## Aim
Report the number of lines in the material below that contain the string "concrete". Give the number alone.

## Data
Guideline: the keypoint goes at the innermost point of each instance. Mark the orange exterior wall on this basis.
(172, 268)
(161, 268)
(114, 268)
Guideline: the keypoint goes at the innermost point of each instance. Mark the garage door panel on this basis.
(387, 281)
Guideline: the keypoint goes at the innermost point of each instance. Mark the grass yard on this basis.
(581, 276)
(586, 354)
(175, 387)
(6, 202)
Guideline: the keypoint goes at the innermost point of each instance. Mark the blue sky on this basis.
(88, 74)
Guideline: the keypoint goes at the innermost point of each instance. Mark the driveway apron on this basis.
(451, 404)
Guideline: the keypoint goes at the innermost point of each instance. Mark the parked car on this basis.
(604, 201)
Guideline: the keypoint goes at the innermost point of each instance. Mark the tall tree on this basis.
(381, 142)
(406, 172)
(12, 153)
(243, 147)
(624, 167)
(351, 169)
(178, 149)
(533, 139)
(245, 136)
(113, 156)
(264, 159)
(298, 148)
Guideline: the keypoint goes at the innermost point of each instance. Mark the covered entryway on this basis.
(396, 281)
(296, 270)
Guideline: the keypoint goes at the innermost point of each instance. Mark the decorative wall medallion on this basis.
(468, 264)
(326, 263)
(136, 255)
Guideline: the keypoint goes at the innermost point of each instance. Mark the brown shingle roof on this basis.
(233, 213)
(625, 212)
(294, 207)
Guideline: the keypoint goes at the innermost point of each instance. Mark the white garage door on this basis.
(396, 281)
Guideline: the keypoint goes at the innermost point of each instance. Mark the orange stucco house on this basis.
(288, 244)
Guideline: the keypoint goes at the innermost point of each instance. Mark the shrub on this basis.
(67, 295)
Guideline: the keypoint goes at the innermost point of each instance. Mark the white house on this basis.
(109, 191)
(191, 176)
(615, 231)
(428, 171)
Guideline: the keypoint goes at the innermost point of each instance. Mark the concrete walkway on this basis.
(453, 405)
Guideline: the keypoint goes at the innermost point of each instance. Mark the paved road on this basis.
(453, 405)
---
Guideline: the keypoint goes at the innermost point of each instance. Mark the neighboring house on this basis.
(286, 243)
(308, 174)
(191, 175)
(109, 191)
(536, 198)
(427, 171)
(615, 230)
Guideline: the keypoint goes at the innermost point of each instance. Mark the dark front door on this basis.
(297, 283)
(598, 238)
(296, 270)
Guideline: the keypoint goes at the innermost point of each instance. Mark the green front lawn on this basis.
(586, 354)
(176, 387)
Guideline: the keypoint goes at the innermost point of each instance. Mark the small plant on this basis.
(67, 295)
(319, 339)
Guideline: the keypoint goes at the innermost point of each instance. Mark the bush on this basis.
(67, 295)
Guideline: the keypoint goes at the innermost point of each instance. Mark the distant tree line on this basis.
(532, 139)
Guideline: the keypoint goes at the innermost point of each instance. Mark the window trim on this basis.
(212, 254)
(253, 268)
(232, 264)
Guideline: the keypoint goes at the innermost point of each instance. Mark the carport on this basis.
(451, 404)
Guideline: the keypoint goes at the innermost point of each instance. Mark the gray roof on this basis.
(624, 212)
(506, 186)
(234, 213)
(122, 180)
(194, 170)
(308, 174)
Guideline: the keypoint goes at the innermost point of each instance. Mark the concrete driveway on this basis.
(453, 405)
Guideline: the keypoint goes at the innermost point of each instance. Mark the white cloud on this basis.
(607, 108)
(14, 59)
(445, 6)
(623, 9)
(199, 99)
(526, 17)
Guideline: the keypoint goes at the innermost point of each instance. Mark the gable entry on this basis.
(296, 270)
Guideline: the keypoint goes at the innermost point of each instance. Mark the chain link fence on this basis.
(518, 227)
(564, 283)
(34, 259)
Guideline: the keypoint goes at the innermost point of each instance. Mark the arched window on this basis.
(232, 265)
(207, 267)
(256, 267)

## Response below
2